Document text:

At their company's VFW dance night, Bill dances with Narcedalia, whom he catches eyeing David as he flirts with another woman. Bill asks if she knows the woman and she does, saying that it is her best friend Bethany. Bill eventually sits with Bethany. Bethany, more than a little buzzed, freely shares information about the dysfunctional nature of the romantic relationship between David and Narcedalia.

Tammy is feeling more and more lonely despite having a loving friendship with Bill, who thanks her for making his lunch whereas David does not, and both of them appreciating the mysterious singing woman in the neighborhood. She privately takes an at-home pregnancy test which comes back positive. David continues to resist Bill's attempts to push him to act better just like he tells him not to offer Patti money for a divorce lawyer.

Narcedalia resigns from the company, telling him that she got a better offer from Wells Fargo. Bill intimates that he knows about the affair by saying that it's probably for the best. He then says that he will do what he can with the bank to inflate her salary and she thanks him.

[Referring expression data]
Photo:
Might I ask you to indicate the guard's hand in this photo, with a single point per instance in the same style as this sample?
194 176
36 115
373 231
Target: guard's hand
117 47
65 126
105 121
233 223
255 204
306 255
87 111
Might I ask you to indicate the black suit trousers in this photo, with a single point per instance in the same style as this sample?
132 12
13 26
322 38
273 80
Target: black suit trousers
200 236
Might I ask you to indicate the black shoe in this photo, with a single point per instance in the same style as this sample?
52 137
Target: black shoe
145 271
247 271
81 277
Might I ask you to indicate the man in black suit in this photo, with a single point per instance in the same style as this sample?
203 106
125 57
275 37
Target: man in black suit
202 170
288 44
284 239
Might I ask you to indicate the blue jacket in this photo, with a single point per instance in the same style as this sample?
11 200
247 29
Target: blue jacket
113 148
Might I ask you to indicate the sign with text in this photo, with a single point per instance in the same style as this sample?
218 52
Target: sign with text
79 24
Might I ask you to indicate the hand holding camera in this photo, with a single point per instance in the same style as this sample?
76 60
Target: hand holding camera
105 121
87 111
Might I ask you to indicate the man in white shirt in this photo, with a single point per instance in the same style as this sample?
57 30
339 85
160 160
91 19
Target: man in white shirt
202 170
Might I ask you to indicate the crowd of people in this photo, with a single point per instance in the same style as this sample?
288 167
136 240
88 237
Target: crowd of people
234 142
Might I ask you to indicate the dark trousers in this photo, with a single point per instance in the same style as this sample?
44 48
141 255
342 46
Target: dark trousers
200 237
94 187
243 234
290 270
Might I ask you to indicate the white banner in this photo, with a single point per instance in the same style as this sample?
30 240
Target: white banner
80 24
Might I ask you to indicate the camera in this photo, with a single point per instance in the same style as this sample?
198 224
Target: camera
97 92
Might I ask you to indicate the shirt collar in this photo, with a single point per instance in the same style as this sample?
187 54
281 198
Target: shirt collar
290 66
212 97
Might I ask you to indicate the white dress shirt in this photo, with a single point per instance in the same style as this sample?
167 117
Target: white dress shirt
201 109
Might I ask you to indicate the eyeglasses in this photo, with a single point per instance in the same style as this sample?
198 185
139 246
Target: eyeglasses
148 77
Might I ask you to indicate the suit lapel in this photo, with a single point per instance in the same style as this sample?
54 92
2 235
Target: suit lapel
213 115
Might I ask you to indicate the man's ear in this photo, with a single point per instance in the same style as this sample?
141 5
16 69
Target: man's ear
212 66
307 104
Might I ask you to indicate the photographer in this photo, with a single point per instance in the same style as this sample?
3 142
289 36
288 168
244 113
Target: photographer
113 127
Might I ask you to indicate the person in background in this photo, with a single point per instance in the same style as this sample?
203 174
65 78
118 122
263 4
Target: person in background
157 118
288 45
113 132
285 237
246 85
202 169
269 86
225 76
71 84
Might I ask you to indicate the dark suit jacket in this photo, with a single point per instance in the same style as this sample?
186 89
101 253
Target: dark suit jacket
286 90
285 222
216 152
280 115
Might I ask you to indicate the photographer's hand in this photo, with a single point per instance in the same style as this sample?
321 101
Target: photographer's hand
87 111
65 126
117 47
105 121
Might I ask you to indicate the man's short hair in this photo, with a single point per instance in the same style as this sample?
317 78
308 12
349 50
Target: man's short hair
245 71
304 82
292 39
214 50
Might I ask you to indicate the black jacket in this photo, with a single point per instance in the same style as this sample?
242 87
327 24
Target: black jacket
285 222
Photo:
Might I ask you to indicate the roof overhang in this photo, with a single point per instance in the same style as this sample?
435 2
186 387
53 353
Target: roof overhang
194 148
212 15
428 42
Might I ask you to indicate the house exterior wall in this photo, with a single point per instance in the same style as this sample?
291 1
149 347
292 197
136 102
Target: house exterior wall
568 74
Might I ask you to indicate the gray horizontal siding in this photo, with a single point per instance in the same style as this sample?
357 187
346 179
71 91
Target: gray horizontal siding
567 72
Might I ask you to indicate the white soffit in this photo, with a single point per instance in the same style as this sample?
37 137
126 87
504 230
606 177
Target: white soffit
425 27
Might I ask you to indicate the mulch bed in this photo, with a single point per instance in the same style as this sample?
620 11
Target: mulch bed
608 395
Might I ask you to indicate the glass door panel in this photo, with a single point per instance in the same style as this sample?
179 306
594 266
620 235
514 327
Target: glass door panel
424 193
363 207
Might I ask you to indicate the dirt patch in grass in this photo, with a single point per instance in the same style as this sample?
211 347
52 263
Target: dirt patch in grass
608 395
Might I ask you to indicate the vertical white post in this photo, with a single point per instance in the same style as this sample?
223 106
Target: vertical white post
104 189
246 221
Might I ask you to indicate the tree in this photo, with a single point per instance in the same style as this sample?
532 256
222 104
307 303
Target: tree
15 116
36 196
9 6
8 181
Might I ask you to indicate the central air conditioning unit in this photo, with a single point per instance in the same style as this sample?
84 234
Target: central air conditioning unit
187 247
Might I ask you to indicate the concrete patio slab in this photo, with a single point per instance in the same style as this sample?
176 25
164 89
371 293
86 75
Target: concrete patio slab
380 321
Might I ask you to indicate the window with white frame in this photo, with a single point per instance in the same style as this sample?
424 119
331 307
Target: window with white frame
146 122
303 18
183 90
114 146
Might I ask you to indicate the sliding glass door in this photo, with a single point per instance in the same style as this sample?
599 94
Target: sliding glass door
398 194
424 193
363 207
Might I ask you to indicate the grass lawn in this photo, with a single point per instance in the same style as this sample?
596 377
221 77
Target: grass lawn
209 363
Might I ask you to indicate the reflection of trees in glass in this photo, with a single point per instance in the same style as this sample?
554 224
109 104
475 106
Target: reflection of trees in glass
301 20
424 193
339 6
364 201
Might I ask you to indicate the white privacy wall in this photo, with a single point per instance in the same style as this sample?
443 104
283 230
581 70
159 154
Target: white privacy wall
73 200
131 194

Your goal: Copy out the plot summary above in full, word for word.

Task solution:
At their company's VFW dance night, Bill dances with Narcedalia, whom he catches eyeing David as he flirts with another woman. Bill asks if she knows the woman and she does, saying that it is her best friend Bethany. Bill eventually sits with Bethany. Bethany, more than a little buzzed, freely shares information about the dysfunctional nature of the romantic relationship between David and Narcedalia.

Tammy is feeling more and more lonely despite having a loving friendship with Bill, who thanks her for making his lunch whereas David does not, and both of them appreciating the mysterious singing woman in the neighborhood. She privately takes an at-home pregnancy test which comes back positive. David continues to resist Bill's attempts to push him to act better just like he tells him not to offer Patti money for a divorce lawyer.

Narcedalia resigns from the company, telling him that she got a better offer from Wells Fargo. Bill intimates that he knows about the affair by saying that it's probably for the best. He then says that he will do what he can with the bank to inflate her salary and she thanks him.